Es kursierten 2012 Pläne der Planungsbehörden, die Fläche rund um die Autobahn als Windeignungsgebiet auszuweisen. Es ist eine sogenannte Weißfläche, in der zum Beispiel kein Landschaftsschutzgebiet liegt. Als die Pläne publik wurden, standen hier plötzlich 13 Windenergiefirmen auf der Matte und wollten einen Windpark bauen. Einige davon waren sehr penetrant und haben direkt bei mir zu Hause geklingelt. Wir haben einen Teil der Firmen dann in der Gemeindevertretung ihre Projekte vorstellen lassen. Nur ein Unternehmen, die Loscon GmbH, hat damals von Bürgerbeteiligung gesprochen und dass dadurch die Akzeptanz gesteigert werden kann. Sie haben daher unser Herz erobert und wir haben das Projekt gemeinsam realisiert.

######

Schreibe den Textauszug über den Windpark an der Autobahn im Anschluss an seinen letzten Satz weiter.

######

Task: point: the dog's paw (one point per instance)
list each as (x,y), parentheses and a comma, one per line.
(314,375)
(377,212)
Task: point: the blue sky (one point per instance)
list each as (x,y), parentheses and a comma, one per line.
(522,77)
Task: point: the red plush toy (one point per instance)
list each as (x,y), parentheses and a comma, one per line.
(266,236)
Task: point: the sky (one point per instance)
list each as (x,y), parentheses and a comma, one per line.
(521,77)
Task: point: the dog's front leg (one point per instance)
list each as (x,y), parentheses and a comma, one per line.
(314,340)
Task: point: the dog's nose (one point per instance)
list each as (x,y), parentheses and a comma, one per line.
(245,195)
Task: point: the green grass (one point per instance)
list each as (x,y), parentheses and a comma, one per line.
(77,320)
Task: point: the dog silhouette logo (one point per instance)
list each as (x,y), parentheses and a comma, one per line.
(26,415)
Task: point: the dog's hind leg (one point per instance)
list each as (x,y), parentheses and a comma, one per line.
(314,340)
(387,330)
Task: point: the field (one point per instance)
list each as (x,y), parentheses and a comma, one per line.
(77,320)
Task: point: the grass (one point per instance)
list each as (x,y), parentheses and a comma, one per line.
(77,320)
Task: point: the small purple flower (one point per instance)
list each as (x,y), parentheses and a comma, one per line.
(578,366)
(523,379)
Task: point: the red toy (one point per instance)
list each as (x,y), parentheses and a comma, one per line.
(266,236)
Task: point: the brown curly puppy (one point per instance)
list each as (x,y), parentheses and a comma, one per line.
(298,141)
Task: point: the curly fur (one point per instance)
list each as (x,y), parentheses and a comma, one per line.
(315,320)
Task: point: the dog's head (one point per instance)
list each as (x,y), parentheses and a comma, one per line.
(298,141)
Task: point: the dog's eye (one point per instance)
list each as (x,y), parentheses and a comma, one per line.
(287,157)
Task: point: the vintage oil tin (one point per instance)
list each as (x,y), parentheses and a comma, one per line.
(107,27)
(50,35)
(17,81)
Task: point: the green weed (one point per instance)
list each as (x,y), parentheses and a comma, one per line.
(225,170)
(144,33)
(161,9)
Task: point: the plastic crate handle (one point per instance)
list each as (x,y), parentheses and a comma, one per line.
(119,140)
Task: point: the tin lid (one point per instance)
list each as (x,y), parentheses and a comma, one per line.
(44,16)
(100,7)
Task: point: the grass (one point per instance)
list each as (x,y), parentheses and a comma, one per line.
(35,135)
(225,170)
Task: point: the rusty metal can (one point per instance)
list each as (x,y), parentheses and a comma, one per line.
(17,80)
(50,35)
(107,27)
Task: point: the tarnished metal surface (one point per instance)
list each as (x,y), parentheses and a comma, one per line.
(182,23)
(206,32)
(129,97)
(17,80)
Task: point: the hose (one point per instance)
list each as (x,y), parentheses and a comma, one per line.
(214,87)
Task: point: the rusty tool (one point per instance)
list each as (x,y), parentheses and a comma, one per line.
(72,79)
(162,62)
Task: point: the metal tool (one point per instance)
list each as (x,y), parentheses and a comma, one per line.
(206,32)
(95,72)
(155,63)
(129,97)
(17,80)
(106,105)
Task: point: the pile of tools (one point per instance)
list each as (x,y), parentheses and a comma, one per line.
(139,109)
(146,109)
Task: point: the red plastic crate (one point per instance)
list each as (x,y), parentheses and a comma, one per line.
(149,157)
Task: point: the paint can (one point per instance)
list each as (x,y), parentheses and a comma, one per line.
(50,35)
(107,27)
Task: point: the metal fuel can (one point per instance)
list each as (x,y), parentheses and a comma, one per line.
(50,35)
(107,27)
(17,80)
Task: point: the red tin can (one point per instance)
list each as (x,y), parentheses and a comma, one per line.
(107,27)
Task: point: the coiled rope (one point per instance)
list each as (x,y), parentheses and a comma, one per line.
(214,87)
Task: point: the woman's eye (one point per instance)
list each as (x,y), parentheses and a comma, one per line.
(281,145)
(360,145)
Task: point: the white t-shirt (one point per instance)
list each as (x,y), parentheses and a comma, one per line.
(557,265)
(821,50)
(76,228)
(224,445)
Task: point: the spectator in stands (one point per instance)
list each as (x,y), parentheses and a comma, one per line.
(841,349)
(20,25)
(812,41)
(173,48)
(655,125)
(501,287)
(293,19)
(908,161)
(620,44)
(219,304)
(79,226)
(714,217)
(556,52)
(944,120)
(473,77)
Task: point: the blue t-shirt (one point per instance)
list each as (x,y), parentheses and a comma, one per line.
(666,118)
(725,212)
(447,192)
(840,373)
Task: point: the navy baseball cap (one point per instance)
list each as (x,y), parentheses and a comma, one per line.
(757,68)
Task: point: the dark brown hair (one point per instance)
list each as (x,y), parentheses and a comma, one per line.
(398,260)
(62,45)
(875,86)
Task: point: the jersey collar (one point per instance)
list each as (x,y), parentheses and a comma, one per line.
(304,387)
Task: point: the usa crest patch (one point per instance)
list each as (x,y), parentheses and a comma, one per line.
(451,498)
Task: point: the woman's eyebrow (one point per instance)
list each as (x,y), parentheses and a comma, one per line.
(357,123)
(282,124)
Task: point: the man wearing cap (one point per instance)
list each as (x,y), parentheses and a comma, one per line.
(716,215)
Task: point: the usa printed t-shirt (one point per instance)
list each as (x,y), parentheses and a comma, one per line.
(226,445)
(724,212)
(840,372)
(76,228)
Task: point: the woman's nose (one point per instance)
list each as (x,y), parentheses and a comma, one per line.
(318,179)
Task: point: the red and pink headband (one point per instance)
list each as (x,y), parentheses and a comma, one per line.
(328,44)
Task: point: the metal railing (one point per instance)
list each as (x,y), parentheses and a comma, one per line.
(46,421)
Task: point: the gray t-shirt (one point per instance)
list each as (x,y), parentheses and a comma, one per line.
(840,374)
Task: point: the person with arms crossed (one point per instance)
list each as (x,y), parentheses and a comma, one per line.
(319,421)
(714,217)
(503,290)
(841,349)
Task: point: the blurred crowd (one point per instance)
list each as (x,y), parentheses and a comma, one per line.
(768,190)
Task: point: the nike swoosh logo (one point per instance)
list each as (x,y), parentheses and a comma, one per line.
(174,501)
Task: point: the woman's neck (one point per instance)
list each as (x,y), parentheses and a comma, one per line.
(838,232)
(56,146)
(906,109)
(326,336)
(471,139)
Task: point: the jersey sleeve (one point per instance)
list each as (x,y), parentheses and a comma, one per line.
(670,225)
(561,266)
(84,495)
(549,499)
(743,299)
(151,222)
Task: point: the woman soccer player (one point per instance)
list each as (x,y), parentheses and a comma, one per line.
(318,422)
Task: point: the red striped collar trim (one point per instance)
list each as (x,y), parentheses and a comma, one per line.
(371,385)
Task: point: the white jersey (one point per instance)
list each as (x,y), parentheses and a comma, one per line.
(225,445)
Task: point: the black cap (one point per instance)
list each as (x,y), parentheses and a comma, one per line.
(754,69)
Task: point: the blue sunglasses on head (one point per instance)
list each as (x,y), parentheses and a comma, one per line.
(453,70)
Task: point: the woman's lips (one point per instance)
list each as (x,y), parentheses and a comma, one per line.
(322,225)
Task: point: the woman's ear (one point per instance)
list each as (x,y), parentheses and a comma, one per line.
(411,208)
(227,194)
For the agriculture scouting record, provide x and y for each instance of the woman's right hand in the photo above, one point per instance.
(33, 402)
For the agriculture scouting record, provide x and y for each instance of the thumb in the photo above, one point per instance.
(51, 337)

######

ANTWORT:
Wie wurde die Beteiligung konkret umgesetzt?

Das war ein langwieriger Prozess. Das Gebiet an der Autobahn wurde – anders als wir vermutet hatten – doch nicht zum Windeignungsgebiet erklärt. Wir mussten daher in ein Zielabweichungsverfahren, was einige Jahre gedauert hat. Hierfür haben wir zusammen mit der Loscon und im Austausch mit dem Wirtschaftsministerium in Mecklenburg-Vorpommern ein Konzept für den Windpark erstellt, welches sehr viel lokale Wertschöpfung ermöglicht. Konkret heißt das zum Beispiel: Die Pacht wird über einen sogenannten Flächenpool vergeben, dadurch können alle Grundstückseigentümer in diesem Gebiet profitieren, nicht nur die, auf deren Grundstücken ein Windrad steht. Außerdem haben wir eine Realteilung des Windparks vereinbart. Ein Viertel der Anlagen, also vier Stück, ging in den Besitz einer Gesellschaft, die uns als Gemeinde gehört und bei der unsere Bürger:innen sich mit Anteilen von 100 Euro beteiligen konnten.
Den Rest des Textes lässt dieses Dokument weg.